§ **Exercise description**
Set down all of the entries precisely as they were written.

Top of Listed records

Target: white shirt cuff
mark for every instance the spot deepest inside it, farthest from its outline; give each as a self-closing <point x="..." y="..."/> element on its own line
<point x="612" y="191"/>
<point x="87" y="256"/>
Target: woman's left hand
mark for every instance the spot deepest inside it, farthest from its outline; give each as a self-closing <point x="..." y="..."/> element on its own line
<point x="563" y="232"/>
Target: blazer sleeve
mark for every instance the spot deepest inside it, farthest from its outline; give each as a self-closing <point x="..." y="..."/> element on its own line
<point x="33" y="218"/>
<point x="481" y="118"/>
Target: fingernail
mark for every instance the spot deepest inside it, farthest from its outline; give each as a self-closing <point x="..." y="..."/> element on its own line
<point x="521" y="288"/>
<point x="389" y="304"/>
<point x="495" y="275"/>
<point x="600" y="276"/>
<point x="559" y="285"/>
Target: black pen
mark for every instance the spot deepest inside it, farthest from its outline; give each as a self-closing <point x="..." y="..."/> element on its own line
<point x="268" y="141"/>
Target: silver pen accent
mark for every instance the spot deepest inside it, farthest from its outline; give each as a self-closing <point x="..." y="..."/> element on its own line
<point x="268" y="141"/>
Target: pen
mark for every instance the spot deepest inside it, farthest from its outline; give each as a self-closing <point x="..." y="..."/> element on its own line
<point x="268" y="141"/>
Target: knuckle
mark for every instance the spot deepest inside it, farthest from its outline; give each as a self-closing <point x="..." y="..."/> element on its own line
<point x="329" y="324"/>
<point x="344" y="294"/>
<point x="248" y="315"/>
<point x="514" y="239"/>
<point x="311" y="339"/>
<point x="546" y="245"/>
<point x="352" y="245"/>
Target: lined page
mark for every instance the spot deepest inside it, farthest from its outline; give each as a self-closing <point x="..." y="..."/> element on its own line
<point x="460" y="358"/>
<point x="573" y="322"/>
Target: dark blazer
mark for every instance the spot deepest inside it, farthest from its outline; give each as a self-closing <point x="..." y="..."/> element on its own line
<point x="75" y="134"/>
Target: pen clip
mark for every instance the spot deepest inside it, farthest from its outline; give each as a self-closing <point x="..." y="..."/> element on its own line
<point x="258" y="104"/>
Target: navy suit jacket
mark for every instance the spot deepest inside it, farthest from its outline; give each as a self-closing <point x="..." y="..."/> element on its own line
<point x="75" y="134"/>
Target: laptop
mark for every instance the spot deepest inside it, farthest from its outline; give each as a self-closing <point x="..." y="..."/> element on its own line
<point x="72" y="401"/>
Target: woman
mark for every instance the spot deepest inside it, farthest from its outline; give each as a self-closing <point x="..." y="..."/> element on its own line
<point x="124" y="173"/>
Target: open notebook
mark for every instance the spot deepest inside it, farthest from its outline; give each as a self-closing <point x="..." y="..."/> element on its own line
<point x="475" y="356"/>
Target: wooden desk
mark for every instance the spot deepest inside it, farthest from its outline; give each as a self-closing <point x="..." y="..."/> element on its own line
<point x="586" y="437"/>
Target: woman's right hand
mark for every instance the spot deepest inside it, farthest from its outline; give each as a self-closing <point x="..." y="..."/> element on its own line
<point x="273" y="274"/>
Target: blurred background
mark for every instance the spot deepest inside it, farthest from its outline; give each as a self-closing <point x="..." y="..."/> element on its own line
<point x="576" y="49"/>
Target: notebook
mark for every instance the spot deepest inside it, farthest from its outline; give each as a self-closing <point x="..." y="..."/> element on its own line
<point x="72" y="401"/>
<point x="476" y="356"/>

Bottom of Listed records

§ **Response to the task**
Target: white shirt cuff
mark for every instance the spot deepest inside it, farthest from its outline; give each as a self-closing <point x="..." y="..."/> element on its own line
<point x="612" y="191"/>
<point x="87" y="256"/>
Target: woman's left hand
mark for every instance the spot deepest inside it, farthest from its outline; give each as a self-closing <point x="..." y="..."/> element on its own line
<point x="563" y="232"/>
Target: blazer sleeve
mark for every instance the spot deepest inside it, farthest from its outline; give each as a self-closing <point x="..." y="..."/> element on its own line
<point x="33" y="218"/>
<point x="481" y="118"/>
Target: fingernail
mark for every instance the spot deepest inside it, farthest from its outline; give each as a self-closing <point x="..." y="..."/> element on its own line
<point x="521" y="288"/>
<point x="389" y="304"/>
<point x="495" y="275"/>
<point x="600" y="276"/>
<point x="559" y="285"/>
Target: black pen
mark for every instance the spot deepest inside it, farthest from its outline; give each as a self-closing <point x="..." y="..."/> element on its own line
<point x="268" y="141"/>
Target: silver pen accent
mark for every instance the spot deepest inside it, farthest from its outline; give each as a self-closing <point x="..." y="..."/> element on its own line
<point x="268" y="141"/>
Target: pen
mark for every instance the spot deepest inside it, farthest from its outline; give each as a self-closing <point x="..." y="..."/> element on its own line
<point x="268" y="141"/>
Target: knuckle
mark for every instance the spot deepest inside it, farthest from its outline; give each as a self-closing <point x="..." y="..."/> element on its own line
<point x="329" y="324"/>
<point x="344" y="294"/>
<point x="248" y="315"/>
<point x="514" y="239"/>
<point x="311" y="339"/>
<point x="546" y="245"/>
<point x="352" y="245"/>
Target: lined page
mark for every instance the spot deepest inside it, farthest from its outline; give each as a self-closing <point x="..." y="..."/> element on its own line
<point x="460" y="358"/>
<point x="573" y="322"/>
Target: dark blazer
mark for every instance the spot deepest inside it, farthest from its outline; give each as a self-closing <point x="..." y="..."/> element on its own line
<point x="75" y="134"/>
Target: pen clip
mark for every instance the spot deepest inside it, farthest from its outline; give each as a self-closing <point x="..." y="..."/> element on its own line
<point x="258" y="104"/>
Target: navy suit jacket
mark for every instance the spot deepest inside it, farthest from its outline; give each as a self-closing <point x="..." y="..."/> element on its own line
<point x="75" y="134"/>
Target: laptop
mark for every instance the spot deepest inside it, farthest from its outline; give each as a self-closing <point x="..." y="..."/> element on its own line
<point x="72" y="401"/>
Target: woman
mark for every instance the spot deepest inside it, farthest from its outline; give each as a self-closing <point x="..." y="..."/> element on its own line
<point x="124" y="173"/>
Target: open notebook
mark for every instance the spot deepest inside it, farthest from its outline; give each as a self-closing <point x="..." y="..."/> element on its own line
<point x="475" y="356"/>
Target: wooden desk
mark for every instance the spot deepest inside it, farthest from its outline; give each as a self-closing <point x="..." y="..."/> element on its own line
<point x="586" y="437"/>
Target: woman's right hand
mark for every instance the spot deepest inside it, farthest from its outline; give each as a self-closing <point x="..." y="..."/> element on its own line
<point x="273" y="274"/>
Target: blurred background
mark for every instance the spot deepest inside it, farthest from its outline; give each as a self-closing <point x="..." y="..."/> element on its own line
<point x="576" y="49"/>
Target: notebook
mark for every instance the spot deepest inside it, farthest from its outline; give each as a self-closing <point x="..." y="..."/> element on its own line
<point x="72" y="401"/>
<point x="476" y="356"/>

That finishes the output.